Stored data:
^^^^
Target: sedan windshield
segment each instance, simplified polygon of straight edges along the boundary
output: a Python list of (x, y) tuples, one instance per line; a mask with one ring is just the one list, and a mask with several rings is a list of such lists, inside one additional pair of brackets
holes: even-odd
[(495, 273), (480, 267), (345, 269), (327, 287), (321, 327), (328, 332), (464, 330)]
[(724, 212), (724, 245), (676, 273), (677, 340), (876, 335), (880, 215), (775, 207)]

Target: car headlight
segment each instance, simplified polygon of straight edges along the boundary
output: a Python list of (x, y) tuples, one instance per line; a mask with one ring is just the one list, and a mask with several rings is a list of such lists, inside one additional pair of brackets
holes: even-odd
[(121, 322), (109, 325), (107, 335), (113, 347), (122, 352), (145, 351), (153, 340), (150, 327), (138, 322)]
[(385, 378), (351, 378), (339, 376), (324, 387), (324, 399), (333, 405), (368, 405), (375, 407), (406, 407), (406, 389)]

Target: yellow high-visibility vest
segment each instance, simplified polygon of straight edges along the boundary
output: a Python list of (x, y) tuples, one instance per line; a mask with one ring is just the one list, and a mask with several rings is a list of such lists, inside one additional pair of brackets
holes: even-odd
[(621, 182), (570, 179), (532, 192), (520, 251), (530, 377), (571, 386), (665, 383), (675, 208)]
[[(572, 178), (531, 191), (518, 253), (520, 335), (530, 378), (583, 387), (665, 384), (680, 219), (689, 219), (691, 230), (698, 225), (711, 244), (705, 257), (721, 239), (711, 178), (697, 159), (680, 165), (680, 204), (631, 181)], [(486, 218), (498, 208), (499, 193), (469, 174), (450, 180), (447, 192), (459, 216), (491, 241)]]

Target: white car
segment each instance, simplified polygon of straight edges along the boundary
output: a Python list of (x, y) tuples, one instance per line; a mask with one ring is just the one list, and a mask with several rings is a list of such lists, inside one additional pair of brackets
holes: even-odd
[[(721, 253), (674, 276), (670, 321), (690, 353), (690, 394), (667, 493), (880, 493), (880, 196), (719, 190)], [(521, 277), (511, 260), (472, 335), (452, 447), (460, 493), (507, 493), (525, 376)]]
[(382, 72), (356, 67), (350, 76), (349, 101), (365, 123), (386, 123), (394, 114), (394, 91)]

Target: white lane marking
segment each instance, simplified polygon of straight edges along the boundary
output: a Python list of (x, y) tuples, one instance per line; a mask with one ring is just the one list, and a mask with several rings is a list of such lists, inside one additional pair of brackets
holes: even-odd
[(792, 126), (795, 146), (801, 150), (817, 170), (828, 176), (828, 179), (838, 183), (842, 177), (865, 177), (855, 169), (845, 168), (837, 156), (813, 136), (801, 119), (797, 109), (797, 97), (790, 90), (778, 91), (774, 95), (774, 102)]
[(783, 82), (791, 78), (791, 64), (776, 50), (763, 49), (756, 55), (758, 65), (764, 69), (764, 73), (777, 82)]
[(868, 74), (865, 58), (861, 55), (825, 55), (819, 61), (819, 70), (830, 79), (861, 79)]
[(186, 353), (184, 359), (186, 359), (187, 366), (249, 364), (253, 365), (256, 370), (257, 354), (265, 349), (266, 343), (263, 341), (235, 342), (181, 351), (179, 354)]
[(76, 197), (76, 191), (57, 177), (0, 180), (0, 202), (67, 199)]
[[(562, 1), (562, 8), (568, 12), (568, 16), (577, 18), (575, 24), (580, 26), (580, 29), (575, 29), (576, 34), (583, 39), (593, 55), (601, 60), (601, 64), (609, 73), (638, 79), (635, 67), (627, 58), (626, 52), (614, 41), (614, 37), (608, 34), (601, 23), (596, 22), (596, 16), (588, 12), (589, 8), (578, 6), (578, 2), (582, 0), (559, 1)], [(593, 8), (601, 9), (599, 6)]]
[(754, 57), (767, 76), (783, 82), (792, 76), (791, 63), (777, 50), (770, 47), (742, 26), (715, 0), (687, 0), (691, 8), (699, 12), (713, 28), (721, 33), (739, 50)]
^^^^
Copy out every line of the data where the word "white" occurs.

▶ TASK ANSWER:
Target: white car
Target: white lane marking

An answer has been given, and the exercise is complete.